Exercise passage
BEGIN

That summer, the walk ended at World Youth Day in Toronto, where she met the religious community she subsequently joined. With the sisters, she felt the “same kind of attraction I felt in my heart to those young people.”
Sister Catherine joined the order a year later, in 2003. “It was a big deal for me to move to New York. I never imagined myself living in the city. I never would have pictured being in the Bronx, so I knew it was the Lord. As soon as I got off the airplane and walked into the convent there, I immediately felt at home — just everything about the life: I felt I was created to live this way and that God had created me for it. This was my path to holiness — just the beauty of being a spouse of Christ and desiring that so much in my heart and feeling that was the way to sanctity, to holiness and to draw others to Jesus. What attracted me to the community was their joy and radical Gospel living, the simplicity of the life. I didn’t have any experience of working with the poor, evangelizing or anything, so it wasn’t the apostolate that attracted me. The day-to-day life was very beautiful to me.”
For the past two and a half years, Sister Catherine has been part of the community in northern England, the first community of the order to be founded outside of the U.S. With the London Olympics starting July 27, Sister Catherine says the young people with whom the order works are fascinated by her background. After all, it’s not every day that one sees a former Olympian in religious habit.

END

Stored data
BEGIN

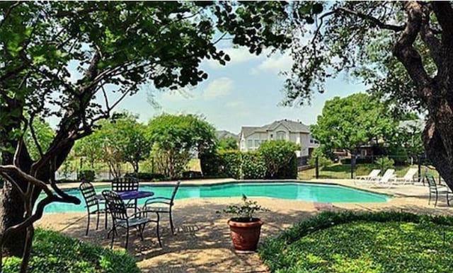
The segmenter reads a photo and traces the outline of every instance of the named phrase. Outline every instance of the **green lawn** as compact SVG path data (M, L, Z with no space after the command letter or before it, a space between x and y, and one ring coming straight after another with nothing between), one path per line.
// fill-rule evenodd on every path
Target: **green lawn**
M398 213L358 217L330 214L265 241L260 255L270 271L453 272L453 219L431 221L430 216Z
M4 272L19 272L21 259L4 258ZM139 273L135 259L125 251L89 245L55 231L35 233L29 273Z

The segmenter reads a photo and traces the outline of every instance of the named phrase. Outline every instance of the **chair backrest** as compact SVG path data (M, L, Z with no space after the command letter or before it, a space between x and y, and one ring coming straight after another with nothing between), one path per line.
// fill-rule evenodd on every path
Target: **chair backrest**
M112 180L112 190L114 192L130 192L139 190L139 180L135 178L117 178Z
M395 170L387 169L387 170L386 170L385 173L384 173L384 175L382 175L382 178L381 178L380 182L389 182L390 178L391 178L394 176L394 173L395 173Z
M179 185L181 184L180 181L178 181L176 185L175 185L175 188L173 189L173 192L171 193L171 203L173 204L173 201L175 199L175 197L176 196L176 193L178 192L178 189L179 188Z
M82 193L87 208L98 204L98 199L96 198L96 192L93 184L84 182L79 186L79 189Z
M415 175L415 173L417 173L418 171L418 169L411 168L408 170L408 172L406 173L406 175L404 175L404 177L403 178L406 180L410 180L413 178L413 176Z
M381 173L381 170L379 170L379 169L373 169L369 173L368 176L370 177L370 178L375 178L375 177L377 177L377 175L379 175L379 173Z
M428 180L428 185L430 187L430 190L437 191L437 185L436 184L436 180L434 178L434 176L429 173L425 173L425 178L426 178Z
M114 221L127 219L126 205L120 195L108 190L103 190L102 195L105 199L105 203L107 203Z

END

Transcribe the passage above about Sister Catherine in full, word for word, keeping its punctuation and paragraph breaks.

Response box
That summer, the walk ended at World Youth Day in Toronto, where she met the religious community she subsequently joined. With the sisters, she felt the “same kind of attraction I felt in my heart to those young people.”
Sister Catherine joined the order a year later, in 2003. “It was a big deal for me to move to New York. I never imagined myself living in the city. I never would have pictured being in the Bronx, so I knew it was the Lord. As soon as I got off the airplane and walked into the convent there, I immediately felt at home — just everything about the life: I felt I was created to live this way and that God had created me for it. This was my path to holiness — just the beauty of being a spouse of Christ and desiring that so much in my heart and feeling that was the way to sanctity, to holiness and to draw others to Jesus. What attracted me to the community was their joy and radical Gospel living, the simplicity of the life. I didn’t have any experience of working with the poor, evangelizing or anything, so it wasn’t the apostolate that attracted me. The day-to-day life was very beautiful to me.”
For the past two and a half years, Sister Catherine has been part of the community in northern England, the first community of the order to be founded outside of the U.S. With the London Olympics starting July 27, Sister Catherine says the young people with whom the order works are fascinated by her background. After all, it’s not every day that one sees a former Olympian in religious habit.